* [Consigne 1]:
Répondez, s'il vous plaît, à ces questions sur l'extrait consacré aux fausses couches :
(a) À partir de quelle date les femmes concernées peuvent-elles obtenir un arrêt maladie sans jour de carence ?
(b) Qui a annoncé cette mesure, et dans quel magazine ?
(c) Quelle proportion de femmes vit cette épreuve d'après le texte ?
* [Consigne 2]: Poursuivez l'extrait consacré aux fausses couches en rédigeant le paragraphe qui suit sa dernière phrase.

++++ Extrait choisi ++++

La fin d’une double peine. Les femmes n’auront plus à trancher entre subir une perte de salaire ou endurer une interruption spontanée de grossesse au travail. A partir de ce 1er janvier 2024, un premier pas sera franchi en France pour améliorer la prise en charge des fausses couches, soit une grossesse s’arrêtant naturellement avant le stade de viabilité du fœtus (22 semaines d’aménorrhée dans notre pays). Les Françaises, salariées du privé comme fonctionnaires, pourront bénéficier d’un arrêt maladie, délivré par leur médecin, sans jour de carence. Un arrêt implique habituellement trois jours de retenue de salaire dans le secteur privé et une journée dans le public.

Annoncée par la Première ministre Elisabeth Borne le 1er mars dans un entretien au magazine Elle, cette promesse de campagne d’Emmanuel Macron a été incluse dans la proposition de loi visant à favoriser l’accompagnement psychologique des femmes victimes de fausse couche de la députée Modem Sandrine Josso, adoptée par le Parlement le 29 juin. «La situation actuelle fait qu’une femme qui subit une fausse couche vit non seulement des traumatismes physiques et psychologiques, mais subit aussi un coût financier. Ça m’est insupportable», pointait le ministre de la Transformation et de la Fonction publiques, Stanislas Guerini dans Libération. Cette avancée législative s’appuie sur la multiplication de témoignages, d’anonymes comme de personnalités, sur cette épreuve autant psychologique que physique que vit une femme sur 10, et pourtant toujours aussi mal considérée.

++++ Données fournies ++++

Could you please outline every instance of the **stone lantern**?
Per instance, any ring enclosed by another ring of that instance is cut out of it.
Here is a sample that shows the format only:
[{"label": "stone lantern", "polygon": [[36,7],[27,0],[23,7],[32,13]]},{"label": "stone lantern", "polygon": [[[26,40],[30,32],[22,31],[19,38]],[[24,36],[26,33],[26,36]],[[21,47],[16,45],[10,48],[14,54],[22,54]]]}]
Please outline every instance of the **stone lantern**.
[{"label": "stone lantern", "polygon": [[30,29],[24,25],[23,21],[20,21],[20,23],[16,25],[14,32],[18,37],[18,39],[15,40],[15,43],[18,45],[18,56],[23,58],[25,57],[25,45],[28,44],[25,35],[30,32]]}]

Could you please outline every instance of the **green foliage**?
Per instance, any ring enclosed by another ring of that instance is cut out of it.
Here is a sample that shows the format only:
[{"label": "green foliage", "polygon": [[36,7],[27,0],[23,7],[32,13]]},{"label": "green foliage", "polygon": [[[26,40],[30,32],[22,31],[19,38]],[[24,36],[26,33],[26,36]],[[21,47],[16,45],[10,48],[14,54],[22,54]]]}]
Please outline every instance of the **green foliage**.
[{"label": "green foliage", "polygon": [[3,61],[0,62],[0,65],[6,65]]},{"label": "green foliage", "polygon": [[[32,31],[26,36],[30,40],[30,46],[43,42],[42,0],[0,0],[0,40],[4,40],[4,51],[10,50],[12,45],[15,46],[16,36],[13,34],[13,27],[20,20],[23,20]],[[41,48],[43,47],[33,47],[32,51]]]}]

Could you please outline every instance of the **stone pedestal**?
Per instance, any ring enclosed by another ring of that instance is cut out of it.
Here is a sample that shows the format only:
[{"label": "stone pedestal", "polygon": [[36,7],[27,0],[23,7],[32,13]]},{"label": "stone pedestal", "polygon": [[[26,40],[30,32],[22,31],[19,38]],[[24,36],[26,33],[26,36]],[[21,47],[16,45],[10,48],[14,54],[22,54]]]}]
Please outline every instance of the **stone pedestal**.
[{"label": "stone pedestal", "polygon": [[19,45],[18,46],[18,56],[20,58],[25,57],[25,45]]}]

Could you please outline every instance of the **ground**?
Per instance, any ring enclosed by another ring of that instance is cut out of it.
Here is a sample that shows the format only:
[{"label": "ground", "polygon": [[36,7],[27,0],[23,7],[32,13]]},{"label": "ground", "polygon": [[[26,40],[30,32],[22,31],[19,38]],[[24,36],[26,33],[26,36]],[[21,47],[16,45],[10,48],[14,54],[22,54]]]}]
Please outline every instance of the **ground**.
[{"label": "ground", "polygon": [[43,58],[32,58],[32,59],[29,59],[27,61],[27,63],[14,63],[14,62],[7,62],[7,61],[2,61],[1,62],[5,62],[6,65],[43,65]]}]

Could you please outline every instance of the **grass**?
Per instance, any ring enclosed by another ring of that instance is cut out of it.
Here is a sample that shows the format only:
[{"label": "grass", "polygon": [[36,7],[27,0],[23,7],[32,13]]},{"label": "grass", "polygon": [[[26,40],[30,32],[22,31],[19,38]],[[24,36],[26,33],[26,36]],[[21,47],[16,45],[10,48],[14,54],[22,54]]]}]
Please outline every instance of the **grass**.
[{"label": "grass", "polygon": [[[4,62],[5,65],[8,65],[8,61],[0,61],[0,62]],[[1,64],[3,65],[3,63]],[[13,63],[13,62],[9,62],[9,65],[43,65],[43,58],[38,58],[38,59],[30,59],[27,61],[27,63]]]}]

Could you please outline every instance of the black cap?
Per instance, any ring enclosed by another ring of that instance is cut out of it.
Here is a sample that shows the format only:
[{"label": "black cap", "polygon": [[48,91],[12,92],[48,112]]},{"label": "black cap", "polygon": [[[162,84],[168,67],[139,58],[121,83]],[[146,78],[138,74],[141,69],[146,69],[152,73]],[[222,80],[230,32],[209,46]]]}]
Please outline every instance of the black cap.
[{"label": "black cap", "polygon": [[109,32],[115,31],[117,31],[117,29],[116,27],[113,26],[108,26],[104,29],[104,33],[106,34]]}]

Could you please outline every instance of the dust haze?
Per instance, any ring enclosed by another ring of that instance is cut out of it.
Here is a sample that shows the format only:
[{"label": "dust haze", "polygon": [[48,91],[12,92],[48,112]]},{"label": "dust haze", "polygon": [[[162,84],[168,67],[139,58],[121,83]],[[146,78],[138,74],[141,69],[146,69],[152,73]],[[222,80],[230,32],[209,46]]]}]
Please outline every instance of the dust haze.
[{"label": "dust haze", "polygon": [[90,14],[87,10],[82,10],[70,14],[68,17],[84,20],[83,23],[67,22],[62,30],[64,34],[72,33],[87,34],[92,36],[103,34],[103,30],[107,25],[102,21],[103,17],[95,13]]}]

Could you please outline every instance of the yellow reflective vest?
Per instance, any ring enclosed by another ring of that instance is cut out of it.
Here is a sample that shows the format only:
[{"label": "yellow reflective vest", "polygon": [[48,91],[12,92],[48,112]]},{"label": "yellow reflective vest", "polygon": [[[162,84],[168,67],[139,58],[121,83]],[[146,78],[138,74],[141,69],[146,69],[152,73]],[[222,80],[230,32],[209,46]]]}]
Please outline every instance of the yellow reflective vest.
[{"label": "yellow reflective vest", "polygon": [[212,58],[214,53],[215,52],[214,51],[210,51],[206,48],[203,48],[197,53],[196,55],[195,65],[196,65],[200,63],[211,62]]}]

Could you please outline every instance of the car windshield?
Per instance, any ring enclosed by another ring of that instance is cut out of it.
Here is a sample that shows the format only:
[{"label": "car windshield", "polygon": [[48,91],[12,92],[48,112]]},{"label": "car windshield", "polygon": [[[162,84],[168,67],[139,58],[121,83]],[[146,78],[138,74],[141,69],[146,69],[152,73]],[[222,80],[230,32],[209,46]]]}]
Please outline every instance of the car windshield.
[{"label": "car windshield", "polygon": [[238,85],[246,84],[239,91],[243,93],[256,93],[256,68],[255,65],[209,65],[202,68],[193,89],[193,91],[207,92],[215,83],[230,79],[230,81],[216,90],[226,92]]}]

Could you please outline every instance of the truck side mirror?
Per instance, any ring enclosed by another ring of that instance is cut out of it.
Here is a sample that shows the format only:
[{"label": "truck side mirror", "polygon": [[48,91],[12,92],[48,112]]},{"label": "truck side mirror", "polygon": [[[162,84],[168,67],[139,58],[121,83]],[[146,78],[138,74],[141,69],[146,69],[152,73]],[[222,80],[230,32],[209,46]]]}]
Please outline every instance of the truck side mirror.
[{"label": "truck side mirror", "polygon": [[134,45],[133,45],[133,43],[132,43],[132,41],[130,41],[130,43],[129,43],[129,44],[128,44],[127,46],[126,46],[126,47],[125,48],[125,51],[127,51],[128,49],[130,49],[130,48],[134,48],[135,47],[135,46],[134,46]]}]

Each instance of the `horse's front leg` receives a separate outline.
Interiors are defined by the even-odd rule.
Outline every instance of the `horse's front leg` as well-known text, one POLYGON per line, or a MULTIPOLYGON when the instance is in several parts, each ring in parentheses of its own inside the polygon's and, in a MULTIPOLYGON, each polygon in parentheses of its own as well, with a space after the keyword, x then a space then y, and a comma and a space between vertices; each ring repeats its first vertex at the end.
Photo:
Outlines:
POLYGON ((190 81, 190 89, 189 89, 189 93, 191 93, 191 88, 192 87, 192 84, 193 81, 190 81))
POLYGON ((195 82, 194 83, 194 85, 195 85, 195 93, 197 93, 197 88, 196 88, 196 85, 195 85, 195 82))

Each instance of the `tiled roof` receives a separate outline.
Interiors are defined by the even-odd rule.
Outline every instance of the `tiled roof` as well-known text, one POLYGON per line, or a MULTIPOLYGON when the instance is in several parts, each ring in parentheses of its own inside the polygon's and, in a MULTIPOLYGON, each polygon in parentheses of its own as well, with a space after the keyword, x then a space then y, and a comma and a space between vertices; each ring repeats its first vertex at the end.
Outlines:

++++

* [Zone de réponse 1]:
(a) À partir du 1er janvier 2024.
(b) La Première ministre Elisabeth Borne, dans le magazine Elle.
(c) Une femme sur 10.

* [Zone de réponse 2]:
Accompagnement psychologique

Ce dispositif qui constituant une première reconnaissance indispensable, reste néanmoins à renforcer. Le second parent est notamment exclu de la levée du jour de carence en France. Le collectif «Fausse couche, vrai vécu», fondé par Judith Aquien, Mathilde Lemiesle et Sandra Lorenzo, appelle à s’inspirer de la Nouvelle-Zélande où, depuis 2022, un congé payé de trois jours est accordé aux deux parents en cas d’interruption spontanée de grossesse. En mars 2022, une proposition de loi portée par l’ex-députée écolo Paula Forteza, incluant un dispositif analogue à celui des Néo-Zélandais, avait été retoquée par les députés. Comme dans le cas du congé menstruel (bien moins consensuel), quelques entreprises à l’image de Carrefour ou la branche professionnelle Syntec (professions du numérique et de l’ingénierie) ont décidé d’aller plus vite que la loi, en accordant des jours de congé en cas d’arrêt spontané de grossesse mais ces initiatives restent pour l’heure à la marge.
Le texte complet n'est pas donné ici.